:: Tareas por realizar ::
[1] Según el texto sobre la felicidad conyugal, ¿cuál es una de las causas principales del desacuerdo conyugal?
[2] Prosigue el texto sobre la felicidad conyugal a partir de su última oración.

:: Texto de estudio ::

_ _ _

Ahora bien, en esto también, nos encontramos con una condición indispensable para la felicidad conyugal. La experiencia acumulada en el curso de los siglos, confirmada hoy por los datos que unas encuestas sistemáticas han revelado, establece que una de las causas principales del desacuerdo conyugal es la insatisfacción sexual de la mujer, frustrada en su eclosión normal a consecuencia de la imposibilidad en que se encuentra el hombre de conservar el control de sus reacciones sexuales. Esta quiere decir, sin posible duda, que el hombre que durante su juventud ha desdeñado todas las exigencias de la pureza para entregarse sin esfuerzo a las inclinaciones que le incitaban con tanta mayor violencia cuanto que creaban en él un desequilibrio cada vez mayor, se prepara a un fracaso matrimonial. El hombre debe aprender su oficio de marido en su época de novio; y por paradójico que esto pueda parecer a primera vista, no será por medio de una anticipación desdichada como aprenderá ese oficio de hombre, sino adquiriendo un completo dominio de sí mismo. Sin éste, en lugar de hacerse un hombre, seguirá siendo un adolescente poco evolucionado. Sus reacciones, originadas por una sexualidad infantil y eruptiva, le conducirán a hacer de la unión carnal un embrollo irreparable. Teniendo en cuenta la experiencia, podemos afirmar de un modo indudable que «la unión armoniosa es imposible sin el dominio del espíritu sobre los sentidos» [1]. Ahora bien, este dominio debe adquirirse antes del matrimonio bajo pena de complicar enormemente, a veces de una manera irreparable, los primeros meses de vida conyugal. Pero ¿cómo llegar a este tan preciado dominio de sí más que por la pureza?

_ _ _

[Entradas del conjunto de datos]
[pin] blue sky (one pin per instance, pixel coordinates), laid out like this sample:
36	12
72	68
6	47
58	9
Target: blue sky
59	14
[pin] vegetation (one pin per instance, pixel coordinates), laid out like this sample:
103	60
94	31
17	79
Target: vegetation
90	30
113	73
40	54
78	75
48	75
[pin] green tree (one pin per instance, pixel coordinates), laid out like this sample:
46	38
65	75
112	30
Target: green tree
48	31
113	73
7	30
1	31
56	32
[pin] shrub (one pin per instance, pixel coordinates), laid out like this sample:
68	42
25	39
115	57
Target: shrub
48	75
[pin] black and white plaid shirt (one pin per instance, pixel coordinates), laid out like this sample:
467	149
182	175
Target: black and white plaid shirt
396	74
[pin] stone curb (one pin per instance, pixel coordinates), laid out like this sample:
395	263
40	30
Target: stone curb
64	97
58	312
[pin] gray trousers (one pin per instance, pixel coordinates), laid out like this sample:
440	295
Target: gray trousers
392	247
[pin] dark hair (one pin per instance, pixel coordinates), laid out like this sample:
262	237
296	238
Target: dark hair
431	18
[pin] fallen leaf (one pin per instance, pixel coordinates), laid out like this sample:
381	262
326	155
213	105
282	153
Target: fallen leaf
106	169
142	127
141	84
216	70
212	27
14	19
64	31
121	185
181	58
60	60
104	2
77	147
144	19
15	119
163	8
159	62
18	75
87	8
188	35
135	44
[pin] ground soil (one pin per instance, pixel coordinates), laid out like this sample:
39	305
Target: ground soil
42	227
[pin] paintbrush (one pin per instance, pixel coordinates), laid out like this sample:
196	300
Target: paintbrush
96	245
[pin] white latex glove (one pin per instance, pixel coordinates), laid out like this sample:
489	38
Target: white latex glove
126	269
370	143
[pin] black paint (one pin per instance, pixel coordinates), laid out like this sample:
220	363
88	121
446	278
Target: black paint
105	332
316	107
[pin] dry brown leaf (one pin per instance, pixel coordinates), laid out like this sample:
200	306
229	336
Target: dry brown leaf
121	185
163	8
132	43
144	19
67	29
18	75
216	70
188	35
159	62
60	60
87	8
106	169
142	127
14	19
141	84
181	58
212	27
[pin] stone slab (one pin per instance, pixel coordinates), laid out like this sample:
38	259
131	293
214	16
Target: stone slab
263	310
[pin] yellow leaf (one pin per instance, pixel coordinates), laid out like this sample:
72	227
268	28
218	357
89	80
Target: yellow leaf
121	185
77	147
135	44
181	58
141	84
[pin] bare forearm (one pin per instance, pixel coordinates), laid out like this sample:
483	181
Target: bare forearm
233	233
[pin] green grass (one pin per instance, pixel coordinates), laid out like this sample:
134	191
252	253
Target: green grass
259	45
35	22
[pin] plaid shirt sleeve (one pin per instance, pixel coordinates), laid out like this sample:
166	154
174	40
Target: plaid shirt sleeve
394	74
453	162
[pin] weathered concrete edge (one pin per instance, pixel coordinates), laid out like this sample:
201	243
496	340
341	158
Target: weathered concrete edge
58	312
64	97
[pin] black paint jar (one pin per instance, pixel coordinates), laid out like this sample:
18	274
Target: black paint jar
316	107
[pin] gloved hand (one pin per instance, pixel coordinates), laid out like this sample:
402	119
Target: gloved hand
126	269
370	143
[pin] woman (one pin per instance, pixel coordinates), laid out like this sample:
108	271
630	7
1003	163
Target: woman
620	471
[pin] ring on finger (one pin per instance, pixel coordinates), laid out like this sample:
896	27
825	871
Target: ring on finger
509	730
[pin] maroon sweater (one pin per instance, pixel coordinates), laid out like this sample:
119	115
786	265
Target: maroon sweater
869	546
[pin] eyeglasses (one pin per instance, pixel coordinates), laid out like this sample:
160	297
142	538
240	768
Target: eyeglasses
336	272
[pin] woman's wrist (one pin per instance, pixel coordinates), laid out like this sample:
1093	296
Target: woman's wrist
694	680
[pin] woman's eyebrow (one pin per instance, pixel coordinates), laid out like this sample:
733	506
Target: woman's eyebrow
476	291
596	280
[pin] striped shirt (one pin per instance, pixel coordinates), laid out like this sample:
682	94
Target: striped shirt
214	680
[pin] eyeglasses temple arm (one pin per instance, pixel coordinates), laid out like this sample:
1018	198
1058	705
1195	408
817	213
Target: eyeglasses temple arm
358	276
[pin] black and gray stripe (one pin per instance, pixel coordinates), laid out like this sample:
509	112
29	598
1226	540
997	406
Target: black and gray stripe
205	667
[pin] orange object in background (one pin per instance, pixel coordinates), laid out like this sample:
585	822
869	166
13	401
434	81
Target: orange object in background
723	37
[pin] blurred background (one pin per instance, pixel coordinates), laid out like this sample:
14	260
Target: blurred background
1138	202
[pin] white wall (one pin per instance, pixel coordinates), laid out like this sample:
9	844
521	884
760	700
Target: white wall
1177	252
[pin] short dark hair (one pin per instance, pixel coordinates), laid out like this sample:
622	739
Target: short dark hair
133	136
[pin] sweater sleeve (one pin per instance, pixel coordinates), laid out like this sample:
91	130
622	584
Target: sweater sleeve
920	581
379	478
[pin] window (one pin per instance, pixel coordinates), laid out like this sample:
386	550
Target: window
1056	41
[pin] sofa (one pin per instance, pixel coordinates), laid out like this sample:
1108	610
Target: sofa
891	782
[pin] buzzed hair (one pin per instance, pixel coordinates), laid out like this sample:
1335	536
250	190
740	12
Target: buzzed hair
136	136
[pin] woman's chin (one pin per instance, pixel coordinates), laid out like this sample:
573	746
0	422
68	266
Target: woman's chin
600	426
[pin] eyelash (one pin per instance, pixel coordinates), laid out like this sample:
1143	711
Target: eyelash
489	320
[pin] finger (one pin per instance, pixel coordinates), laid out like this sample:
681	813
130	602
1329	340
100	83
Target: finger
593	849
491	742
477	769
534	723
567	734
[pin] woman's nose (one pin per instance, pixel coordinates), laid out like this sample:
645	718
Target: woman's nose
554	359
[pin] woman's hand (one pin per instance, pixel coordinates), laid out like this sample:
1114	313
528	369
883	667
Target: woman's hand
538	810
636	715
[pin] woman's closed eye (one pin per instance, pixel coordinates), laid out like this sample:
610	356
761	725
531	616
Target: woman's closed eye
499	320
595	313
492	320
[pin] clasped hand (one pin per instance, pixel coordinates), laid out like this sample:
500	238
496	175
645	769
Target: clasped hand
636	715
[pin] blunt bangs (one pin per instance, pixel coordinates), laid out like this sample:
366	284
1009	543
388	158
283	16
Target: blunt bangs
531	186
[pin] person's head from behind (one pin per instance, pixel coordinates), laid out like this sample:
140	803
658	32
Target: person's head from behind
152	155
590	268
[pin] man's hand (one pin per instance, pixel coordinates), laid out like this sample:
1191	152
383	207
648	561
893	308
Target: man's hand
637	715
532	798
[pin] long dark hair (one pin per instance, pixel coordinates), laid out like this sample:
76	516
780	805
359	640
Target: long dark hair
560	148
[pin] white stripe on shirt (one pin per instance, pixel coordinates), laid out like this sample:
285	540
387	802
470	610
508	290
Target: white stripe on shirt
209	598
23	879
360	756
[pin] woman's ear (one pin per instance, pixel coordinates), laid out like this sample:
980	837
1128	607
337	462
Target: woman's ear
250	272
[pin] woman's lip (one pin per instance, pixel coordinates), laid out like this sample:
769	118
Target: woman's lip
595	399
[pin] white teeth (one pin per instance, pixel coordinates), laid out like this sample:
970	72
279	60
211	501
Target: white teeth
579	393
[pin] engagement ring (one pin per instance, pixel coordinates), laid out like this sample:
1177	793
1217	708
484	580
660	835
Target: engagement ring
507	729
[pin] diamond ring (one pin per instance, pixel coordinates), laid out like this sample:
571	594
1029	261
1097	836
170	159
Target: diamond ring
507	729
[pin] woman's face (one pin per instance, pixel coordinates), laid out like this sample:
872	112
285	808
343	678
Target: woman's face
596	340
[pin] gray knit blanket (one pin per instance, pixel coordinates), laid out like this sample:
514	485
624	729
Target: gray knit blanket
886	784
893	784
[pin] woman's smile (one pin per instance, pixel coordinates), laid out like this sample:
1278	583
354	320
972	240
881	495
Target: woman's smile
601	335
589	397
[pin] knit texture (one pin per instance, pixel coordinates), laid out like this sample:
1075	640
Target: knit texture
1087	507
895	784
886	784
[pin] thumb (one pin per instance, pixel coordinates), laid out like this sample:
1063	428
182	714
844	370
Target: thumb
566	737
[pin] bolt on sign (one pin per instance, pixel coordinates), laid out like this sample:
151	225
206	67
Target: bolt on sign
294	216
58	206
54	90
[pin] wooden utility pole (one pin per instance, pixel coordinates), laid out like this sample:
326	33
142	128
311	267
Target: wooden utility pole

_ _ _

:: Respuestas a las tareas ::
[1] La insatisfacción sexual de la mujer, frustrada por la imposibilidad del hombre de conservar el control de sus reacciones sexuales.

[2]
Que se tome buena nota de ello: no se ingresa en el matrimonio porque se haya hecho imposible conservar el control de una situación que ya no se puede dominar. Es éste un error de bulto basado en una concepción mezquina y radicalmente falsa del matrimonio. No se debe entrar en éste sino en el momento en que un suficiente dominio de sí asegure al joven la fuerza requerida para no herir a la muchacha con una precipitación de mala calidad. Lo cual quiere decir que la pureza se convierte en una condición previa al matrimonio, cuyo éxito prepara, asegurando el dominio de un instinto sexual que ella refrena sometiéndolo a la razón.

Todo cuanto se ha dicho hasta aquí no proviene de consideraciones religiosas apriorísticas o gratuitas. La ley de Dios se adapta en este terreno a las exigencias mismas de la naturaleza humana, hasta el punto de que negarse a obedecer ese precepto de pureza, es condenarse a falsear la propia personalidad con una desviación cuyas consecuencias traerán, casi seguramente, el fracaso del amor.

Quien se ha inclinado sobre la angustia de tantas parejas desgraciadas para buscar la explicación del fracaso conyugal, encuentra casi siempre ese mal. La mayoría de las veces, había en el joven tal inmadurez sexual que la armonía ha quedado radicalmente comprometida por ella. No se doma un potro salvaje dejándolo correr por las praderas. Hay que embridarlo, mantener bien sujetas las riendas, enseñarle a obedecer la voluntad de su dueño. Sólo entonces llega a ser apto para el servicio. El instinto sexual debe mantenerse igualmente bien refrenado. El joven debe aprender a conservar el dominio de sí mismo a fin de hacerse, llegado el día, apto para entregarse a su esposa. Si, durante las relaciones, no ha aprendido a dominar sus impulsos, será incapaz de adoptar al principio la actitud de reserva que se impone en todo esposo juvenil. Y al propio tiempo, estará a punto de comprometer la felicidad futura del hogar. A los enamorados, Kalil Gibran les dice con mucha perspicacia: «Vuestro cuerpo es el arpa de vuestra alma, y os atañe a vosotros extraer de ella una música dulce o unos sones confusos» [2].

Por medio del largo aprendizaje de la pureza el alma del joven prometido preparará su cuerpo al don conyugal que pueda ser realmente el triunfo del amor. Para unos novios, no hay mejor manera de preparar su amor futuro asegurando su duración, que vivir su amor presente en la pureza.


[1] Claude Prudence, L’Art d’aimer sa femme, Éd. du Levain, París (s.f.), p. 69.
[2] Kalil Gibran, Le Prophète (trad. Camille Aboussouan), Casterman, París 1957, p. 72.